Problem set:
1. Using the court order, answer each question:
(a) Under what statute does the plaintiff bring this civil rights action?
(b) Under what statute may the court request the voluntary assistance of counsel in exceptional circumstances?
(c) In Terrell, what did the Ninth Circuit conclude about the district court's handling of the appointment of counsel?
2. Can you write out the court order from "Plaintiff, a prisoner" to "Nos. 46, 53.", word for word?

United States District Court, Eastern District of California
Sep 12, 2022
2:20-CV-01165-DAD-DMC-P (E.D. Cal. Sep. 12, 2022)

Opinion

2:20-CV-01165-DAD-DMC-P

09-12-2022

JOSHUA DAVIS BLAND, Plaintiff, v. PIERSON, et al., Defendants.


ORDER

DENNIS M. COTA UNITED STATES MAGISTRATE JUDGE

Plaintiff, a prisoner proceeding pro se, brings this civil rights action pursuant to 42 U.S.C. § 1983. Pending before the Court is Plaintiff's motion for the appointment of counsel, request for judicial notice, and motion for order compelling discovery. ECF Nos. 46, 53.

The United States Supreme Court has ruled that district courts lack authority to require counsel to represent indigent prisoners in § 1983 cases. See Mallard v. United States Dist. Court, 490 U.S. 296, 298 (1989). In certain exceptional circumstances, the court may request the voluntary assistance of counsel pursuant to 28 U.S.C. § 1915(e)(1). See Terrell v. Brewer, 935 F.2d 1015, 1017 (9th Cir. 1991); Wood v. Housewright, 900 F.2d 1332, 1335-36 (9th Cir. 1990). A finding of “exceptional circumstances” requires an evaluation of both the likelihood of success on the merits and the ability of the plaintiff to articulate his claims on his own in light of the complexity of the legal issues involved. See Terrell, 935 F.2d at 1017. Neither factor is dispositive and both must be viewed together before reaching a decision. See id. In Terrell, the Ninth Circuit concluded the district court did not abuse its discretion with respect to appointment of counsel because:

. . . Terrell demonstrated sufficient writing ability and legal knowledge to articulate his claim. The facts he alleged and the issues he raised were not of substantial complexity. The compelling evidence against Terrell made it extremely unlikely that he would succeed on the merits.

Extracted entries:
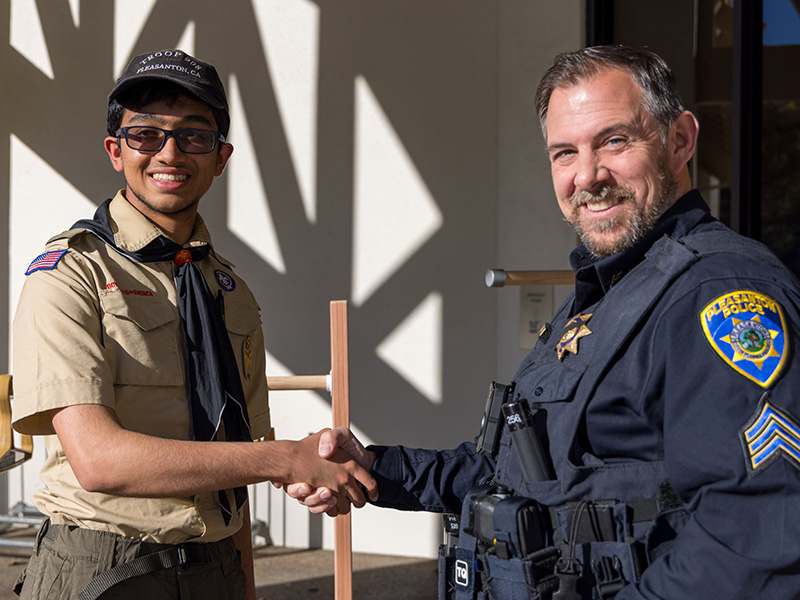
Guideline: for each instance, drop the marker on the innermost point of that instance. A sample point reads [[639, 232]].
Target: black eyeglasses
[[152, 139]]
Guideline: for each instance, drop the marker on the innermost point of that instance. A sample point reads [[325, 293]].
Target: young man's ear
[[114, 151], [225, 151], [683, 140]]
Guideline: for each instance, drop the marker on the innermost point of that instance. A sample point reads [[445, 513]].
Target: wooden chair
[[10, 455], [337, 382]]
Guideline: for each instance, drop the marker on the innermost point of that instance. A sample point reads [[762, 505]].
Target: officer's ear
[[114, 151], [682, 140]]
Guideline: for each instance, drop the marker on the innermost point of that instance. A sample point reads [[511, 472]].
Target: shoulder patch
[[46, 261], [748, 331], [769, 434]]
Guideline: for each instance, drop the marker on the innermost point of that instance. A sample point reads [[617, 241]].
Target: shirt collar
[[594, 277], [133, 231]]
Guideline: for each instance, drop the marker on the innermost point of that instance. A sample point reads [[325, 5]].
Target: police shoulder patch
[[769, 434], [45, 262], [748, 331]]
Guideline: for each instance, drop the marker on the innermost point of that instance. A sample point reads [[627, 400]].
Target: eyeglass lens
[[152, 139]]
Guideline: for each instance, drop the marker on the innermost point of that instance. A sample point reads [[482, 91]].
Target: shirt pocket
[[243, 322], [142, 337]]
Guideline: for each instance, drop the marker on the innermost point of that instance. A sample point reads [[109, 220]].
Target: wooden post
[[340, 401]]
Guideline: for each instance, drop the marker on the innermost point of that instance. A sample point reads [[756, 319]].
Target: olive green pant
[[66, 559]]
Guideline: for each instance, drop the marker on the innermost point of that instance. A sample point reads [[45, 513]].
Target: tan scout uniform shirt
[[100, 328]]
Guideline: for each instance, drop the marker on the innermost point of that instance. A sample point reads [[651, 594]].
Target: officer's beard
[[634, 223]]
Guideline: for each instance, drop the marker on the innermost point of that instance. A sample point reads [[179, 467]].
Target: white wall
[[386, 153]]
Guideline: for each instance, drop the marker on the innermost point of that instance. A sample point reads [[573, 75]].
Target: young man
[[139, 347], [663, 393]]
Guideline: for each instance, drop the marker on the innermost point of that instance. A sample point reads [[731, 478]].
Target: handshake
[[336, 445]]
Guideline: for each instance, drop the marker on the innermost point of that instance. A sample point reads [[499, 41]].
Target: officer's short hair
[[661, 97]]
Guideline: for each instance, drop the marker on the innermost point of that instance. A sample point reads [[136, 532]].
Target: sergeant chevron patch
[[769, 434], [747, 330]]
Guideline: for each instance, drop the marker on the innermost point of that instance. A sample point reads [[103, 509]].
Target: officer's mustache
[[586, 196]]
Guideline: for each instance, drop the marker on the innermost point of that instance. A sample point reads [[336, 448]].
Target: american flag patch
[[45, 261]]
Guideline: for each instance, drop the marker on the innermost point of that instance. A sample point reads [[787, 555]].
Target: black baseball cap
[[198, 77]]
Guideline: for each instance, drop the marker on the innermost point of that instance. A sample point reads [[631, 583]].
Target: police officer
[[141, 349], [663, 394]]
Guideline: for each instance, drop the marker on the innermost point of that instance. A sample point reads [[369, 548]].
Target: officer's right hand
[[322, 499]]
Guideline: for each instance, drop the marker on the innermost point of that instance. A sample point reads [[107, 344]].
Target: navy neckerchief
[[216, 394]]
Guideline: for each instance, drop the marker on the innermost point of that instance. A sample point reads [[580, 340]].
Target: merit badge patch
[[769, 434], [748, 331], [46, 261], [574, 330], [225, 280]]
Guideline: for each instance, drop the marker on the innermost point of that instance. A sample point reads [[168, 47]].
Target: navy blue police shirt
[[707, 386]]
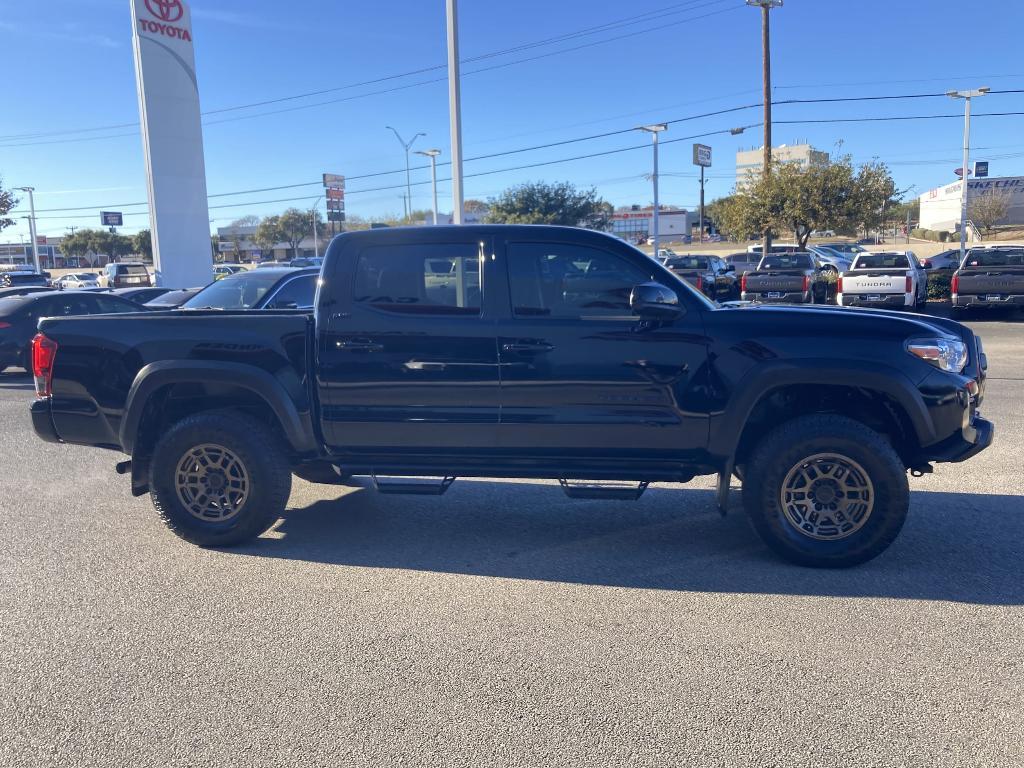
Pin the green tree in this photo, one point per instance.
(540, 203)
(7, 202)
(268, 233)
(141, 244)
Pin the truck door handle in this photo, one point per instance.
(527, 347)
(359, 345)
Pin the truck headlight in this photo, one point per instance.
(945, 354)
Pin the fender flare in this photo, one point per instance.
(296, 426)
(891, 382)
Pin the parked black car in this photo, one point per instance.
(547, 352)
(18, 315)
(710, 274)
(269, 288)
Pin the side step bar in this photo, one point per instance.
(416, 487)
(577, 489)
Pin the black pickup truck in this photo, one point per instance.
(989, 278)
(543, 352)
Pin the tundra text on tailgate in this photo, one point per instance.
(519, 351)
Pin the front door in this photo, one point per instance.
(582, 376)
(408, 356)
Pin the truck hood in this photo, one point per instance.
(893, 322)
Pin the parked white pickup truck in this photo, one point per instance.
(886, 279)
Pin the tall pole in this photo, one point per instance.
(455, 110)
(432, 154)
(653, 130)
(32, 223)
(700, 230)
(766, 6)
(967, 96)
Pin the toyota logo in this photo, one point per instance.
(165, 10)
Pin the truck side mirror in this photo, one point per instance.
(654, 301)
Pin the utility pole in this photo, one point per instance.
(455, 110)
(766, 6)
(407, 145)
(653, 130)
(432, 154)
(967, 96)
(32, 223)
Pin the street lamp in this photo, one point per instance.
(653, 130)
(967, 96)
(409, 186)
(32, 223)
(766, 6)
(432, 154)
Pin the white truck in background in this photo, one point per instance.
(884, 279)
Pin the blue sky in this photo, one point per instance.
(70, 69)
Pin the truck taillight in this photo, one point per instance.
(43, 353)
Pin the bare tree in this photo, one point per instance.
(988, 209)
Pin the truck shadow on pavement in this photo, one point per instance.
(955, 547)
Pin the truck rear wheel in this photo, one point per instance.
(219, 479)
(825, 491)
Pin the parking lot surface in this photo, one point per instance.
(507, 625)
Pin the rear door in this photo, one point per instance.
(582, 376)
(408, 349)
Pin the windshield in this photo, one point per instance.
(995, 257)
(882, 261)
(786, 261)
(240, 291)
(687, 262)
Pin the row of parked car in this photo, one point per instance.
(989, 275)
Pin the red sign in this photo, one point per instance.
(166, 10)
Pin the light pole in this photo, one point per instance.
(455, 109)
(766, 6)
(432, 154)
(312, 222)
(32, 223)
(967, 96)
(653, 130)
(407, 145)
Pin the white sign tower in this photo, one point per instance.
(172, 141)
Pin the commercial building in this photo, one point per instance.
(751, 162)
(940, 208)
(636, 223)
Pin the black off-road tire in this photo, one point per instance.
(266, 469)
(785, 449)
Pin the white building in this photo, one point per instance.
(940, 208)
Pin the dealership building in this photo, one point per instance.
(940, 208)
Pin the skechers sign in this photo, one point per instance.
(165, 12)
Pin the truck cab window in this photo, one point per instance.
(420, 279)
(555, 280)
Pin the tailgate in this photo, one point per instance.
(876, 281)
(774, 281)
(994, 280)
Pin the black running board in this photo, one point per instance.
(577, 489)
(416, 487)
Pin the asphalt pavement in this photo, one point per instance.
(507, 625)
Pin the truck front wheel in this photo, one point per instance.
(218, 479)
(825, 491)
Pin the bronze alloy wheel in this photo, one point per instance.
(827, 497)
(212, 482)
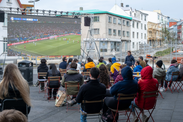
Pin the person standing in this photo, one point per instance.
(129, 61)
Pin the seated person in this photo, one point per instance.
(138, 68)
(100, 63)
(14, 86)
(173, 68)
(72, 76)
(12, 116)
(119, 77)
(92, 91)
(42, 68)
(128, 86)
(88, 65)
(53, 84)
(159, 72)
(115, 70)
(146, 84)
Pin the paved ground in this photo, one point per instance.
(169, 109)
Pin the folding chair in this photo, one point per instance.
(75, 86)
(162, 79)
(17, 104)
(92, 115)
(152, 94)
(171, 82)
(51, 79)
(42, 74)
(123, 97)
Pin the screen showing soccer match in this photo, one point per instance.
(43, 36)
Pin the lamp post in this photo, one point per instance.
(34, 1)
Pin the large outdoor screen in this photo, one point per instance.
(43, 36)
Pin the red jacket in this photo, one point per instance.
(146, 84)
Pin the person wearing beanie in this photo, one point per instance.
(159, 73)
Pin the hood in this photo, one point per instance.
(127, 73)
(89, 65)
(147, 72)
(113, 60)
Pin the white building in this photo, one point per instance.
(3, 25)
(138, 27)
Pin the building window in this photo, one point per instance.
(137, 35)
(123, 33)
(110, 19)
(96, 31)
(137, 25)
(127, 34)
(127, 23)
(119, 32)
(114, 20)
(96, 19)
(114, 32)
(110, 32)
(145, 27)
(119, 21)
(123, 22)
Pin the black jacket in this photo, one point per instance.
(53, 84)
(42, 68)
(91, 91)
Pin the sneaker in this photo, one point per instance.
(145, 118)
(161, 89)
(135, 119)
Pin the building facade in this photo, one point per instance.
(138, 27)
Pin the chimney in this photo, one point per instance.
(81, 8)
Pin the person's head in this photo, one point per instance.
(53, 68)
(173, 61)
(140, 58)
(159, 63)
(110, 60)
(127, 73)
(12, 116)
(64, 59)
(76, 60)
(104, 75)
(100, 60)
(43, 61)
(94, 73)
(129, 53)
(73, 65)
(89, 60)
(13, 77)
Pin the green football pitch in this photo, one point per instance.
(52, 47)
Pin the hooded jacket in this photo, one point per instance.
(171, 69)
(129, 60)
(159, 72)
(128, 86)
(72, 76)
(146, 84)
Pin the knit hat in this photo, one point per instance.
(159, 63)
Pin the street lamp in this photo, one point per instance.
(33, 1)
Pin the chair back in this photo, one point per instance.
(93, 104)
(72, 88)
(17, 104)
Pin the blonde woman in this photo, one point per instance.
(14, 85)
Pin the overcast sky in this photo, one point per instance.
(172, 8)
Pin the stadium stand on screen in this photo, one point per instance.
(43, 36)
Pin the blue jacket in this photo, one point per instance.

Expected answers:
1.
(a) 42 U.S.C. § 1983.
(b) 28 U.S.C. § 1915(e)(1).
(c) The district court did not abuse its discretion with respect to appointment of counsel.

2.
Plaintiff, a prisoner proceeding pro se, brings this civil rights action pursuant to 42 U.S.C. § 1983. Pending before the Court is Plaintiff's motion for the appointment of counsel, request for judicial notice, and motion for order compelling discovery. ECF Nos. 46, 53.